● EXERCISE PROMPT: In the records below, find the line that contains "Can you spot the girl in purdue", then transcribe it and every later line exactly, stopping at the final line.

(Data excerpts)
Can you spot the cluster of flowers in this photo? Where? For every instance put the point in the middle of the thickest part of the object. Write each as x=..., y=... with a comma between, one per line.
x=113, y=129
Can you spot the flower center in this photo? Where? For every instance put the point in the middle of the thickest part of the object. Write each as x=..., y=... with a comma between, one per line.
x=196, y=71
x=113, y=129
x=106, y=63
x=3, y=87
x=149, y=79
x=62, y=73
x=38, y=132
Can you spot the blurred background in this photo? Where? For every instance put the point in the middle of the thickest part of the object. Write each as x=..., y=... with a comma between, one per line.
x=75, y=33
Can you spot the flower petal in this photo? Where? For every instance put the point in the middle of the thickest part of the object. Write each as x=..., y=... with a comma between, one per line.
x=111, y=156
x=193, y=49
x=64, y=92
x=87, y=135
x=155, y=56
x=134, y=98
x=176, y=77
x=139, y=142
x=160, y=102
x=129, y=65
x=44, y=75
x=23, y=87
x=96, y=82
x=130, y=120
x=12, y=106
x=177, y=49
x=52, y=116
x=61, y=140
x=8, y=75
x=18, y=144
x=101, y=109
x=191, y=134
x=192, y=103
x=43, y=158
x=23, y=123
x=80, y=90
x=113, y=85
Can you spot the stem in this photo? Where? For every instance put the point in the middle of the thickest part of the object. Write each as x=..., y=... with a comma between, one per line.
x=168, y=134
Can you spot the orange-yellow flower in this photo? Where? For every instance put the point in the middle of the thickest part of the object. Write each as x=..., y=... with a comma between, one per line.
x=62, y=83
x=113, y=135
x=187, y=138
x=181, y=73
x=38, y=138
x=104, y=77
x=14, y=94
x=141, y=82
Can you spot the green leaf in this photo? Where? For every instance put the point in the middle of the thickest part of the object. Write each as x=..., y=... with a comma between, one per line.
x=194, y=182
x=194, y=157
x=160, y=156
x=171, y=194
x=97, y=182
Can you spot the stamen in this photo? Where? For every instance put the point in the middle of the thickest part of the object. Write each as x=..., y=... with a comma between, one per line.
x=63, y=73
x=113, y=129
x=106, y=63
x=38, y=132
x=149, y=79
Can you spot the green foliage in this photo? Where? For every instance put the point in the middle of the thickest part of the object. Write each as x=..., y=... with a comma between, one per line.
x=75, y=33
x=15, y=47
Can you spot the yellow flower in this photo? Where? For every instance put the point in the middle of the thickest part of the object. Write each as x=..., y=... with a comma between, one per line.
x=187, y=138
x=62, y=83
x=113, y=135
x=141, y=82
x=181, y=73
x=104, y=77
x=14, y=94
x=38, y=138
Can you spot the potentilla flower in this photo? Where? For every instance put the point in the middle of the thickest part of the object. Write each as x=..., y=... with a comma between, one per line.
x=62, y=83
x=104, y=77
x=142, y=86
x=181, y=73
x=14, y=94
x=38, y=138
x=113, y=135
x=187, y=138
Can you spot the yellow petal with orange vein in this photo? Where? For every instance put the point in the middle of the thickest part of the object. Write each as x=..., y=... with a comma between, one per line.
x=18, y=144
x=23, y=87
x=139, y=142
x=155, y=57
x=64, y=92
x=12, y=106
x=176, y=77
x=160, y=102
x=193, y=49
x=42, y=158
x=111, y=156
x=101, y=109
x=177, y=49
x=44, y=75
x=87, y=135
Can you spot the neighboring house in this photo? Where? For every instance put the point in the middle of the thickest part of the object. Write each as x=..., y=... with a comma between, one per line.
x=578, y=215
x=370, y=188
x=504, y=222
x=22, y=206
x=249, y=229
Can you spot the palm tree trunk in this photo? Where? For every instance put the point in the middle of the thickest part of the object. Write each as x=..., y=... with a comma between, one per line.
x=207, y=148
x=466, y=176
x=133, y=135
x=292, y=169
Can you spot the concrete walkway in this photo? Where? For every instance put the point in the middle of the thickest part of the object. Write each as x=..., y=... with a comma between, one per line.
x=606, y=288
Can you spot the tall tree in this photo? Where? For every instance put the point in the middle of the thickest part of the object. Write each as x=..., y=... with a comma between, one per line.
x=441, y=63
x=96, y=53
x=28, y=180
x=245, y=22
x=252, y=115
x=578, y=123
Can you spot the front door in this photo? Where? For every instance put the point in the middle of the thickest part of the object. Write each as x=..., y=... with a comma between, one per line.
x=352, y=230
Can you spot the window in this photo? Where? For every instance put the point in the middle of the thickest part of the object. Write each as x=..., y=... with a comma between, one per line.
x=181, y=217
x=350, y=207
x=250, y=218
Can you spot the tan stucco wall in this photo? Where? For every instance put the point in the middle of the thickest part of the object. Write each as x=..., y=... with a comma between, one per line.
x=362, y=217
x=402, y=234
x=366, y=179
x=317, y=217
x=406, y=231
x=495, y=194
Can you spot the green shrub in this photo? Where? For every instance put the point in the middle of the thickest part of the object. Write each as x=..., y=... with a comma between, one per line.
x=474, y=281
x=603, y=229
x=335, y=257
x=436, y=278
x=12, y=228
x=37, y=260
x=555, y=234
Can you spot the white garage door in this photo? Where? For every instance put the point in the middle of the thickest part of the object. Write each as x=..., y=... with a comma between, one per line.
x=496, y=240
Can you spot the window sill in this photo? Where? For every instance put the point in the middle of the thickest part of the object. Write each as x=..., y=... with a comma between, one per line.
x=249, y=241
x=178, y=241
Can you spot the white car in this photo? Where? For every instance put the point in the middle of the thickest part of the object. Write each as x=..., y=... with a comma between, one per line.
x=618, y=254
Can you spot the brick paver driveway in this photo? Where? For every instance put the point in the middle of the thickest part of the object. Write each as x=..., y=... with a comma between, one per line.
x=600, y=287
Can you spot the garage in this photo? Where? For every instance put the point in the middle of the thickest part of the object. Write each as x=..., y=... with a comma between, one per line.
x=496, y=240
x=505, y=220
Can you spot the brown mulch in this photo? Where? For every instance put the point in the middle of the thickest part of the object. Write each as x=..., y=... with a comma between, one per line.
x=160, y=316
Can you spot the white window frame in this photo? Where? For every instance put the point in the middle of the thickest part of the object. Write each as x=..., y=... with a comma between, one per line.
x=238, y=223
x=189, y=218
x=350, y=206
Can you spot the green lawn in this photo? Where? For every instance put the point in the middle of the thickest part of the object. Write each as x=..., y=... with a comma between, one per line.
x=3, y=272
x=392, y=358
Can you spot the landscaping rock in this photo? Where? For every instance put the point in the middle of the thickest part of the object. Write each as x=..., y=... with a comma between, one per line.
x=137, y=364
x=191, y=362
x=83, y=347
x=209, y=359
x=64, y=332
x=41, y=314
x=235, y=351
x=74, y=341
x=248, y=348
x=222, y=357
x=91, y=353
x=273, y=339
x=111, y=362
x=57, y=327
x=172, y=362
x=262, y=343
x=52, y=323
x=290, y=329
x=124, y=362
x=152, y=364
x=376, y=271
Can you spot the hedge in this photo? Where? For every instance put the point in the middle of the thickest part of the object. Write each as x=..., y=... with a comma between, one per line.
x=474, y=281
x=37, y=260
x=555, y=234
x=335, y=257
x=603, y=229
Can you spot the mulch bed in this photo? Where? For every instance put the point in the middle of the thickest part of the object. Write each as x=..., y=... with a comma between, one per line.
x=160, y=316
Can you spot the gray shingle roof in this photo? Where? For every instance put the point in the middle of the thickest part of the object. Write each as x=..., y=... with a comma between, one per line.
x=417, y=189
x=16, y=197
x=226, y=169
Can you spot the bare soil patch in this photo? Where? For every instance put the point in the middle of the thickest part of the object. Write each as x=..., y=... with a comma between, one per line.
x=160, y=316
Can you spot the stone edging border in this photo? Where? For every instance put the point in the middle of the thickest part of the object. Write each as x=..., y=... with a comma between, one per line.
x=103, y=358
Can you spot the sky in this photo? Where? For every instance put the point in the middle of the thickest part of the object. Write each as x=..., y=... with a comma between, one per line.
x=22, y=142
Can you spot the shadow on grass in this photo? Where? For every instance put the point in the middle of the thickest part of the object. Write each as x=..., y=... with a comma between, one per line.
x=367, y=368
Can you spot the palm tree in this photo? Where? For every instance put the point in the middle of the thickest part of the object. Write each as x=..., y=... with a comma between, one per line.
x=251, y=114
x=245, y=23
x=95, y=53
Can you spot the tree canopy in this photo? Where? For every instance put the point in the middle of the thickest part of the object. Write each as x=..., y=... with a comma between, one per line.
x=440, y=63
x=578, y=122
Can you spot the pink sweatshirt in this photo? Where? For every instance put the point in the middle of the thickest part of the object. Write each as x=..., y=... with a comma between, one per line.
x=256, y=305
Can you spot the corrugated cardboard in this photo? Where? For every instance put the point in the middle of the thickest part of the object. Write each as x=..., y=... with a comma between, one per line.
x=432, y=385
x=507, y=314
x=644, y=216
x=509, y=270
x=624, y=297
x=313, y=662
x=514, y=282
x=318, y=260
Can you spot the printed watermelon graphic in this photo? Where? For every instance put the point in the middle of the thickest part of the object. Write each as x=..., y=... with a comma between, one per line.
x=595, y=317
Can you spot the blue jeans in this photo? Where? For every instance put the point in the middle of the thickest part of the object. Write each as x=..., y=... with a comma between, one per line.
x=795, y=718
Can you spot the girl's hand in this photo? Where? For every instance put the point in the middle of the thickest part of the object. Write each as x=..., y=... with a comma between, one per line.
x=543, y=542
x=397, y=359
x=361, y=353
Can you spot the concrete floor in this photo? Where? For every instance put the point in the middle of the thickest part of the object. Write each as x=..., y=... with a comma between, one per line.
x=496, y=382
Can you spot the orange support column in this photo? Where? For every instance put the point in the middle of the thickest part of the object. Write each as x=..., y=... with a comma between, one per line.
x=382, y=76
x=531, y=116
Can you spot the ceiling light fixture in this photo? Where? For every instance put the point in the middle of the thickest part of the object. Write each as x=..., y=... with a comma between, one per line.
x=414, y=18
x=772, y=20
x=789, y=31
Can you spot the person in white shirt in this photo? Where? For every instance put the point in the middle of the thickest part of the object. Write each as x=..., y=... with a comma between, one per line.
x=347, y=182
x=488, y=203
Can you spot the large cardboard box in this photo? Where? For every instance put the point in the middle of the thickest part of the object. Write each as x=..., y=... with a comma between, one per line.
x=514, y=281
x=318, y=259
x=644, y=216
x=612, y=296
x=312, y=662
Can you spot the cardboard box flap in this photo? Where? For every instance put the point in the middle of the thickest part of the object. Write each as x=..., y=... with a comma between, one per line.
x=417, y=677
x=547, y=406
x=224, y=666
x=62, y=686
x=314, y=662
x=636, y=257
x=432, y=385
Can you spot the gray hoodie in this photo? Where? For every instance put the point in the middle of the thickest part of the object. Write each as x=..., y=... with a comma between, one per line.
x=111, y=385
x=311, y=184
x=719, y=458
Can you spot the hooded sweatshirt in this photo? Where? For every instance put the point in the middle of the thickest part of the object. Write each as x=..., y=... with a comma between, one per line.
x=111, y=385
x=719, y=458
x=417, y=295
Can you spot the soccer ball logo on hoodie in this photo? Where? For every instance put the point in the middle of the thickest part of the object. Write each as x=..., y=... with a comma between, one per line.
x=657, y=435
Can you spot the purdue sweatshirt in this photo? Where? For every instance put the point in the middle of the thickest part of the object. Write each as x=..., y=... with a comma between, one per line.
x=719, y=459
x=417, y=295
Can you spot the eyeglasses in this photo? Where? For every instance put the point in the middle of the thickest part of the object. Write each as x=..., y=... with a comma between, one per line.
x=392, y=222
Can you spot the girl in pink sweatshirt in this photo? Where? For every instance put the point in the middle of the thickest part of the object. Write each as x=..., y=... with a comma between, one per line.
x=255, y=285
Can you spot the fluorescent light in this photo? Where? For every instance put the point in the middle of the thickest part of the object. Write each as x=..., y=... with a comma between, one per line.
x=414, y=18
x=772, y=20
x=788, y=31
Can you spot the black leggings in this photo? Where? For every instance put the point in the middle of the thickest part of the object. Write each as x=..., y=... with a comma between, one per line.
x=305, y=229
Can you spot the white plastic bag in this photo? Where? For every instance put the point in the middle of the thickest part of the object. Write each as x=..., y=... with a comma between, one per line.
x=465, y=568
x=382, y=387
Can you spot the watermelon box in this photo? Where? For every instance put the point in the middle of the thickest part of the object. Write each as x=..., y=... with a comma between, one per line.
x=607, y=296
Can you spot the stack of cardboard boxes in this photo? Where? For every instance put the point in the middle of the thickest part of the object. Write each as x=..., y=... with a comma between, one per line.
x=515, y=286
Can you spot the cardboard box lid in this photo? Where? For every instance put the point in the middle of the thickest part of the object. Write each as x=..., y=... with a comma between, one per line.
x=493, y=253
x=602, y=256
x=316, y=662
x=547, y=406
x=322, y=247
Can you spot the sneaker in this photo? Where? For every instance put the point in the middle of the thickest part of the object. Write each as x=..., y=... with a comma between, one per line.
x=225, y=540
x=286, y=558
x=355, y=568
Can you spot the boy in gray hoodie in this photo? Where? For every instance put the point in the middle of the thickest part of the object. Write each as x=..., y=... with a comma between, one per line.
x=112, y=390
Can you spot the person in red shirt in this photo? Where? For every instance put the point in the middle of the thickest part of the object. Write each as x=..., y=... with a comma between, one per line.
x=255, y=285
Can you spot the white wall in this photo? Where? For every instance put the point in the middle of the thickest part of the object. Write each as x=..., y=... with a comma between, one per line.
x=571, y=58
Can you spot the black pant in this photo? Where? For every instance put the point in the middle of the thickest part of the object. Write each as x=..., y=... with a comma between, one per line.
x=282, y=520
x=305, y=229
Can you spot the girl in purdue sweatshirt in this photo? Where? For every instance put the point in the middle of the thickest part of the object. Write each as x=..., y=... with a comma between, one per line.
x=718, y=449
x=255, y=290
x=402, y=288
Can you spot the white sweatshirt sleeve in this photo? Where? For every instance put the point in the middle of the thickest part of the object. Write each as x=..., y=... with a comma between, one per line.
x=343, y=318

● ANSWER SPACE:
Can you spot the girl in purdue sweatshirt in this photo? Where? For every instance put the point in the middle of the thickest part of the object. Write each as x=..., y=... with a comma between, one per line.
x=718, y=449
x=255, y=290
x=402, y=288
Can you spot the white sweatshirt sleeve in this photo? Where? For every instance put the point in the middle of the thickest part of the object. Write each as x=..., y=... with a comma between, one per line.
x=343, y=318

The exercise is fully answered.